_SUPPLIED PASSAGE_
● ● ● ● ●

Is Steve Jobs really worth just $6 billion?

Apple Inc's revelation that its visionary CEO is taking his third medical leave of absence, this time for an indefinite period, sent shares in the world's most prominent tech company barely 2 percent south, or roughly the same amount higher or lower on any other day.

There may never be a better time for Jobs to take a bow.

The company is kicking off 2011 on a roll, a cash-generating machine with surging sales of its iPad and iPhone. Wall Street has prognosticated a rise of more than 50 percent in quarterly revenue to $24.4 billion after a bumper holiday season.

Analysts used to estimate the so-called Jobs premium in Apple's stock at roughly 10-15 percent of its value, but it seems that has shrunk in the past two years as Wall Street has grown increasingly confident in his lieutenants.

Wall Street analysts -- not one of which has a sell rating on the creators of the Macintosh -- reassured investors that all was well at Apple headquarters, on 1 Infinity Loop. The company has a deep-enough executive bench, a sterling line-up of gadgets to propel growth for years to come, and the shares had priced in Jobs' eventual departure to some extent.

Their reassurances drowned out warnings that Wall Street may not yet realize what they're losing was the idiosyncratic Jobs, called the closest thing to a magician Silicon Valley has seen.

● ● ● ● ●

_DATA PROVIDED_
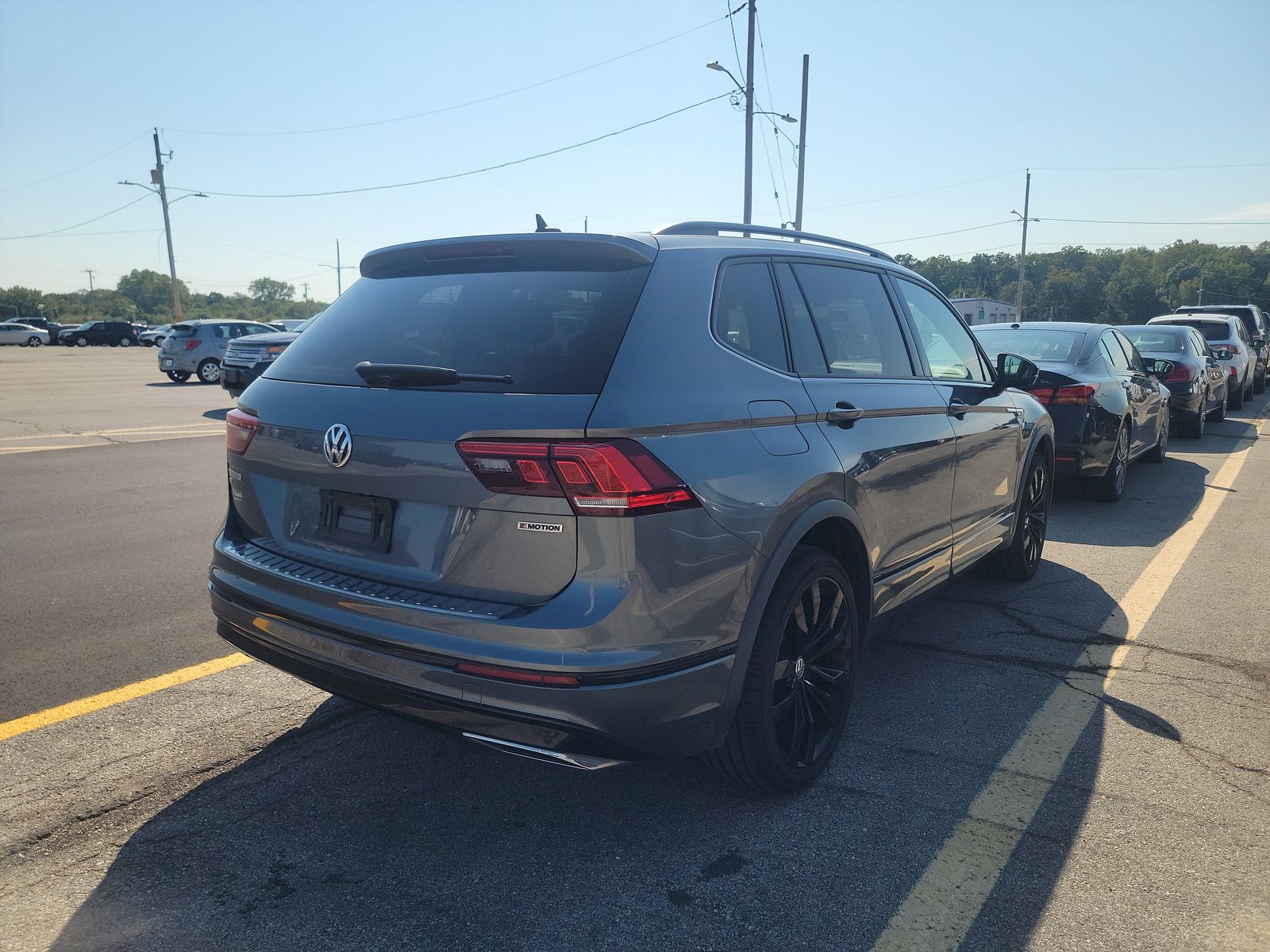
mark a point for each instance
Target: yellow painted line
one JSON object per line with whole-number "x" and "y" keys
{"x": 941, "y": 908}
{"x": 129, "y": 692}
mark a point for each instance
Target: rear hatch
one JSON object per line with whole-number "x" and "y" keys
{"x": 368, "y": 480}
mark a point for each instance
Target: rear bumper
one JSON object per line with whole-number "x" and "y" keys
{"x": 667, "y": 715}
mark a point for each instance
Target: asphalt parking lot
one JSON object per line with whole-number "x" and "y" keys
{"x": 1083, "y": 762}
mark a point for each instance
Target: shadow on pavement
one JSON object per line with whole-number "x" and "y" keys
{"x": 362, "y": 831}
{"x": 1157, "y": 499}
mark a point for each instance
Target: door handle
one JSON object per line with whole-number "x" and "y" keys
{"x": 844, "y": 416}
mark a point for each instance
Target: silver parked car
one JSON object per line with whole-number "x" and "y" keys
{"x": 197, "y": 348}
{"x": 591, "y": 498}
{"x": 22, "y": 334}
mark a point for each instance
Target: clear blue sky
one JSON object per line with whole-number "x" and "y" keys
{"x": 905, "y": 97}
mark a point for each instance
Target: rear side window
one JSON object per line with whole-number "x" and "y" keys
{"x": 552, "y": 332}
{"x": 855, "y": 324}
{"x": 746, "y": 315}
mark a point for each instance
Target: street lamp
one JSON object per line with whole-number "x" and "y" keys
{"x": 747, "y": 93}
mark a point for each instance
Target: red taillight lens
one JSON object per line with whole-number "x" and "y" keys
{"x": 1077, "y": 395}
{"x": 619, "y": 478}
{"x": 488, "y": 670}
{"x": 239, "y": 429}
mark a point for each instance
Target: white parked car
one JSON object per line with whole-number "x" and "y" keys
{"x": 22, "y": 334}
{"x": 1230, "y": 342}
{"x": 154, "y": 336}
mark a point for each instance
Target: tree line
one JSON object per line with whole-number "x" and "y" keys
{"x": 145, "y": 296}
{"x": 1108, "y": 286}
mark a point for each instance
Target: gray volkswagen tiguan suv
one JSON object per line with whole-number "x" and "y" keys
{"x": 594, "y": 498}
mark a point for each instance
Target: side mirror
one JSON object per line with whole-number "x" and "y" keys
{"x": 1015, "y": 371}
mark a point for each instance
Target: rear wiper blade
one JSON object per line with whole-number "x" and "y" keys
{"x": 412, "y": 374}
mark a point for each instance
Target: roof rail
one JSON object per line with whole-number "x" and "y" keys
{"x": 717, "y": 228}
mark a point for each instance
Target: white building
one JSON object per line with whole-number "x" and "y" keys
{"x": 984, "y": 310}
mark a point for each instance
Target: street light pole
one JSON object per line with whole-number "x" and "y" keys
{"x": 167, "y": 224}
{"x": 749, "y": 117}
{"x": 1022, "y": 251}
{"x": 802, "y": 149}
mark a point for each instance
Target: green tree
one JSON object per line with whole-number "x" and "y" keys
{"x": 150, "y": 291}
{"x": 271, "y": 290}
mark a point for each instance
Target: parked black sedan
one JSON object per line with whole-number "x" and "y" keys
{"x": 1108, "y": 409}
{"x": 1197, "y": 385}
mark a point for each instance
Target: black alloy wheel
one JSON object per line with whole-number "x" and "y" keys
{"x": 799, "y": 679}
{"x": 1110, "y": 486}
{"x": 1020, "y": 560}
{"x": 812, "y": 670}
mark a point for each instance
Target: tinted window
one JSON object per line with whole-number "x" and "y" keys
{"x": 746, "y": 314}
{"x": 1045, "y": 346}
{"x": 1114, "y": 353}
{"x": 1159, "y": 340}
{"x": 855, "y": 325}
{"x": 552, "y": 332}
{"x": 949, "y": 347}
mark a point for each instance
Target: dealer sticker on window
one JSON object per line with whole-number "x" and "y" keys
{"x": 540, "y": 526}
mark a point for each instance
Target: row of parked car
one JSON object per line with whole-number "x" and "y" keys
{"x": 588, "y": 498}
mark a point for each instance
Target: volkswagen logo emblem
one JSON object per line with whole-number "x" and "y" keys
{"x": 338, "y": 444}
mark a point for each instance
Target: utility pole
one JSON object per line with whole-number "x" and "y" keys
{"x": 1022, "y": 253}
{"x": 802, "y": 149}
{"x": 156, "y": 178}
{"x": 749, "y": 116}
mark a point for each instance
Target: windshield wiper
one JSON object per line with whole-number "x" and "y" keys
{"x": 399, "y": 376}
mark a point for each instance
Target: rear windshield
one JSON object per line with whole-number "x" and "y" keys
{"x": 1213, "y": 332}
{"x": 1151, "y": 340}
{"x": 552, "y": 332}
{"x": 1045, "y": 346}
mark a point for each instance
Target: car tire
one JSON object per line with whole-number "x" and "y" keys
{"x": 793, "y": 711}
{"x": 1110, "y": 486}
{"x": 1161, "y": 450}
{"x": 1235, "y": 399}
{"x": 1020, "y": 560}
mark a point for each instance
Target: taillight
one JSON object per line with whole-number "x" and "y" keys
{"x": 619, "y": 478}
{"x": 239, "y": 429}
{"x": 488, "y": 670}
{"x": 1076, "y": 395}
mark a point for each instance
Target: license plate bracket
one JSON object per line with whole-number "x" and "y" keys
{"x": 356, "y": 520}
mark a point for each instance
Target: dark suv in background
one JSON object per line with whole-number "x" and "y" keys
{"x": 114, "y": 333}
{"x": 1257, "y": 324}
{"x": 590, "y": 498}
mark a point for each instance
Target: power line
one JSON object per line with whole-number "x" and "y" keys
{"x": 1106, "y": 221}
{"x": 90, "y": 162}
{"x": 941, "y": 234}
{"x": 57, "y": 232}
{"x": 457, "y": 106}
{"x": 457, "y": 175}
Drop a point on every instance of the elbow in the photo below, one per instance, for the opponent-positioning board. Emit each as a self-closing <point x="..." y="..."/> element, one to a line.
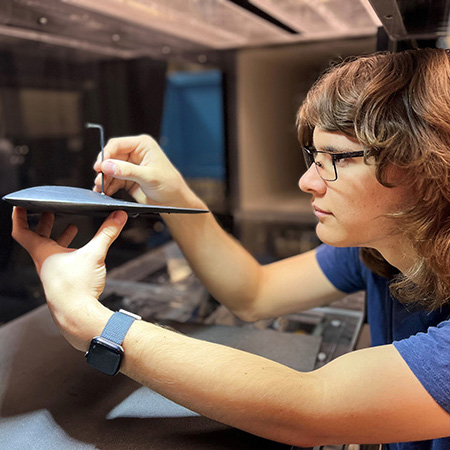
<point x="248" y="314"/>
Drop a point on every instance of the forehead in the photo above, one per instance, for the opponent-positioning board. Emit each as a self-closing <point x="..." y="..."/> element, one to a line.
<point x="334" y="141"/>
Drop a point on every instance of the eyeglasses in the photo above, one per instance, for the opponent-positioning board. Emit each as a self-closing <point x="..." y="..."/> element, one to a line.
<point x="325" y="162"/>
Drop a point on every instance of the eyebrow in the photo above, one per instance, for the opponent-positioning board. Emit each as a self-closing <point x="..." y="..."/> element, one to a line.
<point x="331" y="149"/>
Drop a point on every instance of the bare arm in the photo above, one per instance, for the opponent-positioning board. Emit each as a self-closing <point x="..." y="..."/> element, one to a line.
<point x="369" y="396"/>
<point x="227" y="270"/>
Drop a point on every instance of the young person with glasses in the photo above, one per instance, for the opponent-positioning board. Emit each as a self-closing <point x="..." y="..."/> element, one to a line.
<point x="375" y="133"/>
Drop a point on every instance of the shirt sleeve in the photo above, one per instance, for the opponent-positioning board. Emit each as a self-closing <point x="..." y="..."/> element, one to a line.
<point x="342" y="266"/>
<point x="428" y="356"/>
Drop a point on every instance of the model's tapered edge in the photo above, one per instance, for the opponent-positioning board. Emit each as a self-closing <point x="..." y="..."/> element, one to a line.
<point x="70" y="200"/>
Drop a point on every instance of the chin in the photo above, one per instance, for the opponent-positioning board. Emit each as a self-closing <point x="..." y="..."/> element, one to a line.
<point x="333" y="239"/>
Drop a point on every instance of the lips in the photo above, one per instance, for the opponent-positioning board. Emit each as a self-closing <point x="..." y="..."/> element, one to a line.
<point x="321" y="211"/>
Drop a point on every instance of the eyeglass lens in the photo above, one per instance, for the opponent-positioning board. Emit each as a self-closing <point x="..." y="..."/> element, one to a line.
<point x="323" y="162"/>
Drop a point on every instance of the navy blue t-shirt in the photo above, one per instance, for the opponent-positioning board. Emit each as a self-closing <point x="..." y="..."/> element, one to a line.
<point x="422" y="338"/>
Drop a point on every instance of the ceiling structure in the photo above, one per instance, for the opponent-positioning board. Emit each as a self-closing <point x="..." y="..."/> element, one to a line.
<point x="170" y="28"/>
<point x="164" y="28"/>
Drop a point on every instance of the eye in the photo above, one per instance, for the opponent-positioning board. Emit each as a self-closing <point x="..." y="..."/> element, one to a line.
<point x="340" y="160"/>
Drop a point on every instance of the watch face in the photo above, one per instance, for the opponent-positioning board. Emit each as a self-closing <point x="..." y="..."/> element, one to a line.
<point x="104" y="355"/>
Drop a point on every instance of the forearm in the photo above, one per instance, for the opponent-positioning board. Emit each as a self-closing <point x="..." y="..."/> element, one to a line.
<point x="227" y="385"/>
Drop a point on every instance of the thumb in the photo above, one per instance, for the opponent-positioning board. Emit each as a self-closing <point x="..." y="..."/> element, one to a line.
<point x="107" y="234"/>
<point x="123" y="170"/>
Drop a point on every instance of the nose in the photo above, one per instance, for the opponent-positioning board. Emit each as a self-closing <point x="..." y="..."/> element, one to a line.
<point x="311" y="181"/>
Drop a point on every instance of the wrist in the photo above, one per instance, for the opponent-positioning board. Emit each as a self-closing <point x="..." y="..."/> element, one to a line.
<point x="82" y="322"/>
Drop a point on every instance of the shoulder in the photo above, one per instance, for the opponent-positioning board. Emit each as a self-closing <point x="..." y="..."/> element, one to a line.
<point x="343" y="267"/>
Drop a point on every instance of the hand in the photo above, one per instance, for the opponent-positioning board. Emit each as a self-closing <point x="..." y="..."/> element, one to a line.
<point x="72" y="279"/>
<point x="138" y="165"/>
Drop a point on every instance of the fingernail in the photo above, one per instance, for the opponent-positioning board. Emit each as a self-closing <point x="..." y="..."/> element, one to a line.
<point x="108" y="168"/>
<point x="118" y="217"/>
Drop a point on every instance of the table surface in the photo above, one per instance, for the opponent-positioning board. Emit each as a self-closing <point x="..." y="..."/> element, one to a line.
<point x="51" y="399"/>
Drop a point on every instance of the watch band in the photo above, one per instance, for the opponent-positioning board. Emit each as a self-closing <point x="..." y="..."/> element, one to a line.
<point x="118" y="325"/>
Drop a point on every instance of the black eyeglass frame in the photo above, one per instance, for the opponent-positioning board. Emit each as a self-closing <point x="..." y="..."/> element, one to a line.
<point x="310" y="151"/>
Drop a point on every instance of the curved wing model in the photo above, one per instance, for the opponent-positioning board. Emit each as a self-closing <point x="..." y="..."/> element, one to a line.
<point x="72" y="200"/>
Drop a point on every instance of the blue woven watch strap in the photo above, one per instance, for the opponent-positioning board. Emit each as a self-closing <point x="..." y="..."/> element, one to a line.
<point x="117" y="327"/>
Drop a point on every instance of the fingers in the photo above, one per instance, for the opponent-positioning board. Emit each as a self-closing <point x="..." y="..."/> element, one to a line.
<point x="107" y="234"/>
<point x="120" y="148"/>
<point x="122" y="170"/>
<point x="67" y="236"/>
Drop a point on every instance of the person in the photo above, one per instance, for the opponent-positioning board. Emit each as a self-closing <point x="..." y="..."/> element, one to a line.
<point x="375" y="133"/>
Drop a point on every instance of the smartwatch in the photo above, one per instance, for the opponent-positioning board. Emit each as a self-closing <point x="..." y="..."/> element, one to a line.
<point x="105" y="351"/>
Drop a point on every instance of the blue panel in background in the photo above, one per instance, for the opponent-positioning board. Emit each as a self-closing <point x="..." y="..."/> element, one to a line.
<point x="192" y="133"/>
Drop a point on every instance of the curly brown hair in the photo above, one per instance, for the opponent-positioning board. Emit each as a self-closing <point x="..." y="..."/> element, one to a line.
<point x="397" y="105"/>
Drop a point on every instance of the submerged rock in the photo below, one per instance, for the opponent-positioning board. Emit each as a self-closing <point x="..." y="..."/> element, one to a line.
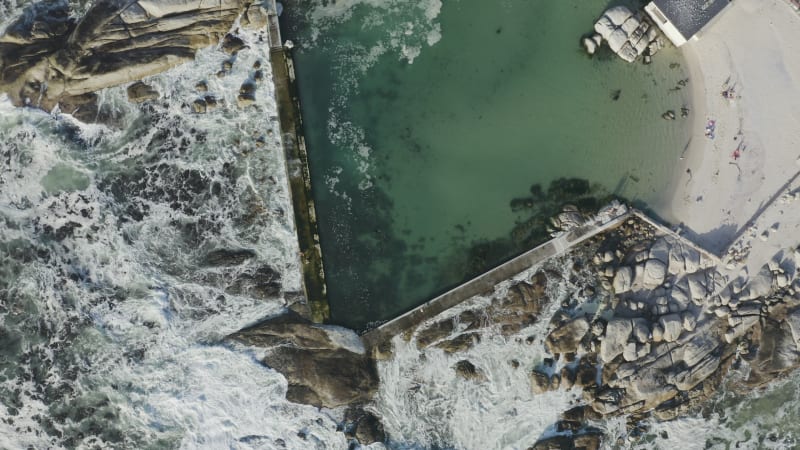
<point x="325" y="366"/>
<point x="139" y="92"/>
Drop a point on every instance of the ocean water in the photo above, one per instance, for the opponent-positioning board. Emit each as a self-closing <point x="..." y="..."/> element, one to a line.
<point x="111" y="324"/>
<point x="425" y="120"/>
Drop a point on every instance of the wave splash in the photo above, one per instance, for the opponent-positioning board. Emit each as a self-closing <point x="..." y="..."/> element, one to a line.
<point x="128" y="253"/>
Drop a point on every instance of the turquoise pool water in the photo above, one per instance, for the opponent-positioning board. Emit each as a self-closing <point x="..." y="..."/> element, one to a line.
<point x="424" y="122"/>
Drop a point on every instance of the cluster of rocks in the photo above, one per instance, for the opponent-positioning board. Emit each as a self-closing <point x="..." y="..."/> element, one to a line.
<point x="652" y="336"/>
<point x="668" y="327"/>
<point x="48" y="58"/>
<point x="325" y="366"/>
<point x="627" y="34"/>
<point x="648" y="327"/>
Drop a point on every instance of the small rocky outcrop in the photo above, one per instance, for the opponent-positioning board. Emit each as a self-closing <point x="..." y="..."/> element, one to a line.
<point x="647" y="327"/>
<point x="139" y="92"/>
<point x="628" y="34"/>
<point x="49" y="58"/>
<point x="325" y="366"/>
<point x="363" y="426"/>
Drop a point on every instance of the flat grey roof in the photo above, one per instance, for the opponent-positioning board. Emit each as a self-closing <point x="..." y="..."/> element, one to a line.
<point x="689" y="16"/>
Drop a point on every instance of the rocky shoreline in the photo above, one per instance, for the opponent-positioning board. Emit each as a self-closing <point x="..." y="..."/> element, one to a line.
<point x="647" y="329"/>
<point x="50" y="59"/>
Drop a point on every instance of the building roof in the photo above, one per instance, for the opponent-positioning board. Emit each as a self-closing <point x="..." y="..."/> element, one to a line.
<point x="689" y="16"/>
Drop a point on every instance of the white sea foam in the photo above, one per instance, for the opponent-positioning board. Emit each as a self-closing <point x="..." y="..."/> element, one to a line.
<point x="423" y="402"/>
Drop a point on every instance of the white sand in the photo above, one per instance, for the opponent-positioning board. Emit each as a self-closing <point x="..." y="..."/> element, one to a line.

● ● ● ● ●

_TASK LIST_
[1] Answer these questions on the Steve Jobs article:
(a) By how much did Apple shares drop after news of the CEO's leave?
(b) What quarterly revenue figure did Wall Street predict for Apple?
(c) At what share of Apple's stock value did analysts once estimate the Jobs premium?
[2] Repeat everything in the Steve Jobs article from "Is Steve Jobs" down to "in his lieutenants.".
You can leave the entries aside.

_TASK ANSWERS_
[1]
(a) Barely 2 percent.
(b) $24.4 billion.
(c) Roughly 10-15 percent.

[2]
Is Steve Jobs really worth just $6 billion?

Apple Inc's revelation that its visionary CEO is taking his third medical leave of absence, this time for an indefinite period, sent shares in the world's most prominent tech company barely 2 percent south, or roughly the same amount higher or lower on any other day.

There may never be a better time for Jobs to take a bow.

The company is kicking off 2011 on a roll, a cash-generating machine with surging sales of its iPad and iPhone. Wall Street has prognosticated a rise of more than 50 percent in quarterly revenue to $24.4 billion after a bumper holiday season.

Analysts used to estimate the so-called Jobs premium in Apple's stock at roughly 10-15 percent of its value, but it seems that has shrunk in the past two years as Wall Street has grown increasingly confident in his lieutenants.